**Your instructions:**
Transcribe, without any alteration, the lines of the entries below from the line containing "Tag the small" up to and including the line containing "[(96, 25), (234, 85), (139, 16)]".

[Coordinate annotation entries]
* * * * * * *

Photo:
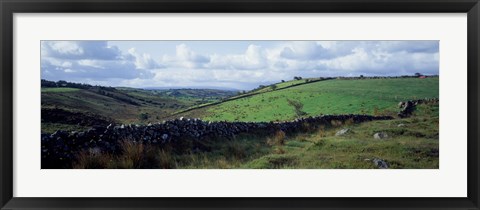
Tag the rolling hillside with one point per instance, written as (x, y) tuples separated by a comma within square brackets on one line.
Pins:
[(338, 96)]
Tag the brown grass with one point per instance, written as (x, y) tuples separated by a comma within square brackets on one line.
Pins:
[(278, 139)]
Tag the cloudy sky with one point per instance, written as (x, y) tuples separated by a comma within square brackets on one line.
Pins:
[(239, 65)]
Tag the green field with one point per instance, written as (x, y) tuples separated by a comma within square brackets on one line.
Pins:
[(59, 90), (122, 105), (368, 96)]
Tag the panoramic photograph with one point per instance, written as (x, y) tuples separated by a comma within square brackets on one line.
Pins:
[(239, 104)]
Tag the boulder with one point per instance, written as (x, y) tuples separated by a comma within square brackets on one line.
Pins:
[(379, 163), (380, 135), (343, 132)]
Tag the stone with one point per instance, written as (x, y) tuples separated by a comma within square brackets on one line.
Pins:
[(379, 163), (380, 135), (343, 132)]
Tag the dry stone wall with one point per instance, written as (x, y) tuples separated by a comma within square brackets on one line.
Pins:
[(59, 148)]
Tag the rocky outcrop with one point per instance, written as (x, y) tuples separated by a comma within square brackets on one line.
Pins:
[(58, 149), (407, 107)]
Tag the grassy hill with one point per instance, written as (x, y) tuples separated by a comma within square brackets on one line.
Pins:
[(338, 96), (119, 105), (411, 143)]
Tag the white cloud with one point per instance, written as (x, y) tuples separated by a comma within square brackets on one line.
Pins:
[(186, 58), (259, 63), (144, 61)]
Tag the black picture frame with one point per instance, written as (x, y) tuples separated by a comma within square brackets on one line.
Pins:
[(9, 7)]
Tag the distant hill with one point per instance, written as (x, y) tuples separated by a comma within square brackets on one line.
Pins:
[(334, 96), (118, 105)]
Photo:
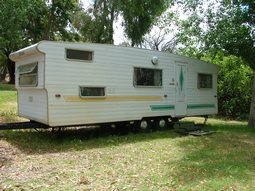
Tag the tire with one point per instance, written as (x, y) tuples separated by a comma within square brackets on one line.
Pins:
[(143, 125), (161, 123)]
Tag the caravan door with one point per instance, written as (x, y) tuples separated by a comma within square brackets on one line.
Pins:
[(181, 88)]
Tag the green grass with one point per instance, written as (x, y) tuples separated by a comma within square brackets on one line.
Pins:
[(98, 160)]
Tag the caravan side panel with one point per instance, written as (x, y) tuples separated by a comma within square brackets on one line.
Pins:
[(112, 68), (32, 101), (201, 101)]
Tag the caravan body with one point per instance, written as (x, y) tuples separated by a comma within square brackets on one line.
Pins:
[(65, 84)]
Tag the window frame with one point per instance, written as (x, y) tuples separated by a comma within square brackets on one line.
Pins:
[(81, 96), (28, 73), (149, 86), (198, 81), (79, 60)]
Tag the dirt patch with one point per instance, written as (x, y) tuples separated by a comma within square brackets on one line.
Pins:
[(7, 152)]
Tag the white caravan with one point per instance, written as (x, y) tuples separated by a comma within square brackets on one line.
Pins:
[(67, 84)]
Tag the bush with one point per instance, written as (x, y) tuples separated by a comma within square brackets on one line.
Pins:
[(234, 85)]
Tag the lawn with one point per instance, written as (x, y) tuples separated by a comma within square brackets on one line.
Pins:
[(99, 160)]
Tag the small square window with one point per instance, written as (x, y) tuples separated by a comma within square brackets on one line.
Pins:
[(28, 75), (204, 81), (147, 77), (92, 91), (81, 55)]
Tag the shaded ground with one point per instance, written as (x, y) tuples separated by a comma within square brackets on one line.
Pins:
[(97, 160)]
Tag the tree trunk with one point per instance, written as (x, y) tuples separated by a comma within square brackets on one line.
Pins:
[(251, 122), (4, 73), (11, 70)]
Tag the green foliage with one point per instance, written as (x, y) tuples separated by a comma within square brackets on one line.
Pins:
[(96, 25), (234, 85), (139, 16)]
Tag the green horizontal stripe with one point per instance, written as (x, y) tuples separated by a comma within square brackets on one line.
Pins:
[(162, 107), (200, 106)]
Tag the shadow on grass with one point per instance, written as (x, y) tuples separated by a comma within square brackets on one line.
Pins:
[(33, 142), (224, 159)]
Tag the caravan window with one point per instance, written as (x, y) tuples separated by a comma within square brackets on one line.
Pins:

* * * * * * *

**Completed task:**
Tag the small square window with one point per instance, written as (x, y) tuples separated by a comma within square brackets on one line.
Pins:
[(28, 75), (204, 81), (147, 77), (92, 91), (81, 55)]
Tag the shaded ground with one point per instance, written as (x, y) tuples separated by a comma within square brackets on one line.
Pins:
[(97, 160)]
Tag the tree trunk with one point per instance, written as (x, y) tuples separated by a comma within square brackets on one line.
Pins:
[(251, 122), (4, 73), (11, 70)]
Tag the green foliage with one point per instance, written as (x, y) tuples separated by a comma within square brackets on one line.
Pins:
[(96, 25), (234, 85), (139, 16)]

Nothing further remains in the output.